→ PROBLEM STATEMENT: Please copy, word for word, the lines below that begin with the line containing "Verification task: confirm whether any window shutter" and end with the line containing "left=219, top=92, right=224, bottom=103", including both of those lines.

→ SUPPLIED MATERIAL:
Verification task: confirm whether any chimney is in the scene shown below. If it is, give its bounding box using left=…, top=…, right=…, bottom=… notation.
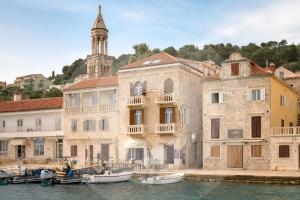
left=14, top=93, right=22, bottom=101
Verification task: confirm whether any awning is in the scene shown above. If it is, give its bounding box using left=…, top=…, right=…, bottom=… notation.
left=125, top=139, right=148, bottom=149
left=10, top=139, right=26, bottom=146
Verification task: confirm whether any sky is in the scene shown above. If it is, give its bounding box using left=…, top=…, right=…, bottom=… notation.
left=0, top=0, right=300, bottom=83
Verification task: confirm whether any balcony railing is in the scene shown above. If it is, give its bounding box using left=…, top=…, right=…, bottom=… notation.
left=271, top=126, right=300, bottom=137
left=65, top=104, right=116, bottom=115
left=127, top=124, right=145, bottom=135
left=156, top=94, right=175, bottom=104
left=127, top=95, right=145, bottom=106
left=156, top=123, right=176, bottom=135
left=0, top=125, right=62, bottom=133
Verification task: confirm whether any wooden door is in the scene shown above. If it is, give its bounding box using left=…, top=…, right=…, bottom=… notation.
left=101, top=144, right=109, bottom=161
left=227, top=145, right=243, bottom=168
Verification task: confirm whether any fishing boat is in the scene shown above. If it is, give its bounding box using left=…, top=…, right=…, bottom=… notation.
left=141, top=173, right=184, bottom=185
left=41, top=169, right=59, bottom=185
left=0, top=170, right=13, bottom=184
left=12, top=169, right=42, bottom=184
left=83, top=171, right=133, bottom=183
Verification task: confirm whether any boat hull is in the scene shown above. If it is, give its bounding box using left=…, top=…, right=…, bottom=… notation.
left=83, top=172, right=133, bottom=183
left=141, top=174, right=184, bottom=185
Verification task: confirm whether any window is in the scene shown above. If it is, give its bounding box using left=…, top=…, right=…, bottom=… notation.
left=210, top=145, right=220, bottom=158
left=99, top=119, right=108, bottom=131
left=134, top=110, right=143, bottom=125
left=34, top=138, right=44, bottom=156
left=211, top=93, right=220, bottom=103
left=0, top=140, right=8, bottom=156
left=251, top=145, right=261, bottom=158
left=71, top=145, right=77, bottom=157
left=134, top=82, right=143, bottom=96
left=164, top=145, right=174, bottom=164
left=165, top=108, right=174, bottom=124
left=211, top=118, right=220, bottom=139
left=83, top=120, right=96, bottom=131
left=279, top=145, right=290, bottom=158
left=35, top=118, right=42, bottom=131
left=280, top=95, right=285, bottom=106
left=70, top=119, right=78, bottom=133
left=183, top=108, right=189, bottom=124
left=279, top=72, right=284, bottom=79
left=127, top=148, right=144, bottom=160
left=251, top=116, right=261, bottom=138
left=164, top=78, right=173, bottom=94
left=231, top=63, right=240, bottom=76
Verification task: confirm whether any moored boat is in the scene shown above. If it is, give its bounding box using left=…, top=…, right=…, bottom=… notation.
left=41, top=170, right=58, bottom=185
left=141, top=173, right=184, bottom=185
left=0, top=170, right=13, bottom=184
left=83, top=171, right=134, bottom=183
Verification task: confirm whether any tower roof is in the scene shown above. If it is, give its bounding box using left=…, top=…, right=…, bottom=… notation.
left=93, top=5, right=107, bottom=30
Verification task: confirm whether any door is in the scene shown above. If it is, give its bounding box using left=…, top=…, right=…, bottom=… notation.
left=227, top=145, right=243, bottom=168
left=101, top=144, right=109, bottom=161
left=17, top=145, right=25, bottom=159
left=90, top=145, right=94, bottom=164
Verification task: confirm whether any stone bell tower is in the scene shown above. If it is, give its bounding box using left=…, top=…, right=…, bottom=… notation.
left=87, top=2, right=112, bottom=79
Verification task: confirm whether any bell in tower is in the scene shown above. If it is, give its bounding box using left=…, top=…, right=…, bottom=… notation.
left=87, top=2, right=112, bottom=79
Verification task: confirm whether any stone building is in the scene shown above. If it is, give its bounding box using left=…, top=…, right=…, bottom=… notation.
left=203, top=53, right=298, bottom=170
left=63, top=3, right=118, bottom=166
left=14, top=74, right=50, bottom=91
left=0, top=98, right=63, bottom=164
left=118, top=52, right=220, bottom=168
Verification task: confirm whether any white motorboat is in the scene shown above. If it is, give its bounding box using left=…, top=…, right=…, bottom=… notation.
left=141, top=173, right=184, bottom=185
left=83, top=171, right=134, bottom=183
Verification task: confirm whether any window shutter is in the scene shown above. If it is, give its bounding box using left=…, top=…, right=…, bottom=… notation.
left=260, top=88, right=266, bottom=101
left=219, top=92, right=224, bottom=103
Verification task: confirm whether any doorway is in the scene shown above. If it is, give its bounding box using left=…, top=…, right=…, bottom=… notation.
left=17, top=145, right=25, bottom=159
left=227, top=145, right=243, bottom=168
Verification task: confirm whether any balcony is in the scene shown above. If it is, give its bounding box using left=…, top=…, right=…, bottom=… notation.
left=0, top=125, right=63, bottom=138
left=127, top=95, right=145, bottom=106
left=156, top=94, right=175, bottom=104
left=65, top=104, right=116, bottom=115
left=156, top=123, right=176, bottom=136
left=127, top=124, right=145, bottom=135
left=271, top=126, right=300, bottom=137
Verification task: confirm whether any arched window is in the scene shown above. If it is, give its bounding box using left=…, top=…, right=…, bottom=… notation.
left=134, top=81, right=143, bottom=96
left=164, top=78, right=173, bottom=93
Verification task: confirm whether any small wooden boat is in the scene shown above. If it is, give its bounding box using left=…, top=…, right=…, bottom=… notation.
left=83, top=171, right=133, bottom=183
left=41, top=170, right=58, bottom=185
left=0, top=170, right=13, bottom=184
left=12, top=169, right=42, bottom=184
left=141, top=173, right=184, bottom=185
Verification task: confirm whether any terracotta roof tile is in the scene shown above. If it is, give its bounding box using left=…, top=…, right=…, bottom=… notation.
left=121, top=52, right=180, bottom=69
left=64, top=76, right=118, bottom=91
left=0, top=97, right=63, bottom=113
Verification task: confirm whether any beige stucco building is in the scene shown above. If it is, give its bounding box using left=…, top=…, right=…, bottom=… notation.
left=118, top=52, right=219, bottom=168
left=0, top=98, right=63, bottom=165
left=203, top=53, right=298, bottom=170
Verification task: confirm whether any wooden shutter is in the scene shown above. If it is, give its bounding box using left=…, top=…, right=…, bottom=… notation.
left=210, top=145, right=220, bottom=158
left=279, top=145, right=290, bottom=158
left=159, top=108, right=166, bottom=124
left=130, top=83, right=134, bottom=97
left=211, top=118, right=220, bottom=139
left=251, top=145, right=261, bottom=158
left=129, top=110, right=135, bottom=125
left=142, top=81, right=147, bottom=96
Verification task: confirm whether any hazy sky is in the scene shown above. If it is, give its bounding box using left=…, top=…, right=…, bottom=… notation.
left=0, top=0, right=300, bottom=82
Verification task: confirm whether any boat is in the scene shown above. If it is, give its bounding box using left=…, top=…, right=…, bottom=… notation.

→ TASK SOLUTION:
Verification task: confirm whether any window shutter is in the scene shown above. If it is, give its bounding box using left=…, top=…, right=…, bottom=… notation.
left=260, top=88, right=266, bottom=101
left=219, top=92, right=224, bottom=103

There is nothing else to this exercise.